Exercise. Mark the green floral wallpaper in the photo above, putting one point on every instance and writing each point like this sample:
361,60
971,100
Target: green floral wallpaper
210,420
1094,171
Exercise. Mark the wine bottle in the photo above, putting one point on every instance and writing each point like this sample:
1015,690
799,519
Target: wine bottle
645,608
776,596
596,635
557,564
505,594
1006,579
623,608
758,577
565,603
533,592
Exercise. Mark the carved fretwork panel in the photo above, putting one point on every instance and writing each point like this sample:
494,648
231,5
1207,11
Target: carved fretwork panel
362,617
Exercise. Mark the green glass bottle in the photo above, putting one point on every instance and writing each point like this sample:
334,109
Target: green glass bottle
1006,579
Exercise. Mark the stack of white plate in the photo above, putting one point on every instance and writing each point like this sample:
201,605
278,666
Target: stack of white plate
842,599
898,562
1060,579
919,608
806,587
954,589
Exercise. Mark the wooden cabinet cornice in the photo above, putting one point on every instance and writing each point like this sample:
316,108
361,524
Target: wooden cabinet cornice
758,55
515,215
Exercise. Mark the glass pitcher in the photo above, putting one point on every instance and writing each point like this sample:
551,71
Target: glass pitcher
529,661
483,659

###

What this task involves: Answer with an exact copy of the lines from the one containing "Target: wine bottle" through the end of the entries above, leaving out everything before.

Reply:
Target: wine bottle
645,608
776,596
596,635
557,564
505,594
1006,579
623,608
758,577
565,603
533,592
Exercise. Mark the carved fretwork panel in the photo above, putting one point on every instance and writing each point like this sample:
494,648
231,5
1207,11
Target: carved fretwork panel
362,617
Exercise. Mark the green glass bottle in the photo above, putting one point on every instance and writing each point like this sample:
334,109
Target: green glass bottle
1006,579
Exercise. Mark the stack of white plate in the photo above, putting one point on every instance and writing each point like this sample:
201,605
278,666
Target: stack of white plate
842,599
898,562
1060,579
919,608
806,587
954,589
Exercise. Mark the wooden cabinet cornice in the photo above, putting one point on every instance and writing each point like this sample:
316,108
361,524
Target: wooden cabinet cornice
758,55
515,215
Exercise. Mark the glass pitcher in the photo above, putting one point on every instance and writing each point like this sample:
551,71
Target: glass pitcher
529,661
483,659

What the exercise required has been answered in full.